Rewrite the lines from the one with "for mulch bed." up to and including the one with "[129,153,209,230]", keeping the requests unchanged but multiplying each bounding-box coordinate in the answers by 0.65 and rounding to whole numbers, halves up. Give only those lines.

**Records to process**.
..............................
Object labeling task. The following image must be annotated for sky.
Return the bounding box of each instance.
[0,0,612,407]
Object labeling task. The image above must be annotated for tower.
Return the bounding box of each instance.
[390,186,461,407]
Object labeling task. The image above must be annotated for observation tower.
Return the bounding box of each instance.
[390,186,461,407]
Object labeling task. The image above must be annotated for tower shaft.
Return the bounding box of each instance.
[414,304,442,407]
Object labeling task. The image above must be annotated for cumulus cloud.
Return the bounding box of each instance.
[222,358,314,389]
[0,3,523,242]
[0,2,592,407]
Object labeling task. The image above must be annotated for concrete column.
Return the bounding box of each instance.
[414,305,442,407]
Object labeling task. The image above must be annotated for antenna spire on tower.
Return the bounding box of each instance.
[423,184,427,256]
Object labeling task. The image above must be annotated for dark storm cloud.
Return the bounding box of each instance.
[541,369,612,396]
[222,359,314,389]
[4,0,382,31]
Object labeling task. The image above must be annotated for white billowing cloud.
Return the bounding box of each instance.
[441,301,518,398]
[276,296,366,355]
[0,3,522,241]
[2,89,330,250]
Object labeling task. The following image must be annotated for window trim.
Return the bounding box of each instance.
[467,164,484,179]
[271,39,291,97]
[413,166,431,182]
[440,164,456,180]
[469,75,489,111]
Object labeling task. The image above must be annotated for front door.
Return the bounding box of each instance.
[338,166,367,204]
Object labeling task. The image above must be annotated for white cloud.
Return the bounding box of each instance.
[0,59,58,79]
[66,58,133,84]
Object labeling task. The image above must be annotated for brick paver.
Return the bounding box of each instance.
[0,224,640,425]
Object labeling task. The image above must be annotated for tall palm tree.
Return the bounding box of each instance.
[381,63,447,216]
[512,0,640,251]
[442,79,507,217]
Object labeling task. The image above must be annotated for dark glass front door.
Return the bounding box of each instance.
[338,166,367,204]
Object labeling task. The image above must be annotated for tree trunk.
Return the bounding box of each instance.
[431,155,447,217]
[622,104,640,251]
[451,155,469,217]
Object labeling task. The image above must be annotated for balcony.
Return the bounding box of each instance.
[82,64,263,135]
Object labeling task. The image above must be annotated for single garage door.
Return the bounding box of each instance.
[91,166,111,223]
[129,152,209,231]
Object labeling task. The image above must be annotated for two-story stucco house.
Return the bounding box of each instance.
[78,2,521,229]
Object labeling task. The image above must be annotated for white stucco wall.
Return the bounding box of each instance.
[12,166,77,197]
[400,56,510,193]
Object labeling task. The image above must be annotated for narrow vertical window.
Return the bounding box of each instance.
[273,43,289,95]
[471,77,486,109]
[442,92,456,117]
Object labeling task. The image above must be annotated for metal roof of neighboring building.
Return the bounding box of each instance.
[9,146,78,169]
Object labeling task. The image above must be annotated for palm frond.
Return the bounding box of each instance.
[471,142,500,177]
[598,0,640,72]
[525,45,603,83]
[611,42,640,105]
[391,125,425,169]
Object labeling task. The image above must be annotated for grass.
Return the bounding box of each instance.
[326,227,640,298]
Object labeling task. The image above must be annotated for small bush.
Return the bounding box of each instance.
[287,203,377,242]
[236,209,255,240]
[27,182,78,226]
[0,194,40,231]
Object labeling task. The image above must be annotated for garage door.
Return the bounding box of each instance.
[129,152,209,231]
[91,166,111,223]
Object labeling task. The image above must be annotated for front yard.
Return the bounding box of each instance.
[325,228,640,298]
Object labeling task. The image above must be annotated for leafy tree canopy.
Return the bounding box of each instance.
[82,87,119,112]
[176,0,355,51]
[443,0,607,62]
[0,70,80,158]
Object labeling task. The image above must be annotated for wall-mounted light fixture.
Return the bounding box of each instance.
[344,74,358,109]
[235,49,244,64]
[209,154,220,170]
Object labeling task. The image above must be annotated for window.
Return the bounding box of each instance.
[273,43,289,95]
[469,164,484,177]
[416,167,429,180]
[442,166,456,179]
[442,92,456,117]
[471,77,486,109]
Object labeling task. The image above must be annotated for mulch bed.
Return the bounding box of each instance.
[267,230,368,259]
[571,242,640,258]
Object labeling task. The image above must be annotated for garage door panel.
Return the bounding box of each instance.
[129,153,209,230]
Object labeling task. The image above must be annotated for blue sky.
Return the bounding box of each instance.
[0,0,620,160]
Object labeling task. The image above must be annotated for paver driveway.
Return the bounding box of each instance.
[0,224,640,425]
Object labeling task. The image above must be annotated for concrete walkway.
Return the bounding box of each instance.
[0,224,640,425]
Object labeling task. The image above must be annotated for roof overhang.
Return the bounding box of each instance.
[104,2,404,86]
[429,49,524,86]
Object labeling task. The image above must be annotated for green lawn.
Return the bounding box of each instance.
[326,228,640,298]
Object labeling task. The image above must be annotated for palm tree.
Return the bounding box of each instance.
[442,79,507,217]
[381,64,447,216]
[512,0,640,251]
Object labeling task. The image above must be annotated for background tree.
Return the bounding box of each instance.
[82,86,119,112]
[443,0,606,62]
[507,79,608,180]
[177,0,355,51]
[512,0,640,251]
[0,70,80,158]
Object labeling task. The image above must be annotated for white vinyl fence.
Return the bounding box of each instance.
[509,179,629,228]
..............................
**Solution**.
Object labeling task. The image above must be annotated for mulch bed.
Return the bounding box of each instance.
[174,150,239,168]
[371,157,416,168]
Object labeling task. The image above must be annotated for garage door panel.
Return the bounding box of each instance.
[84,99,136,150]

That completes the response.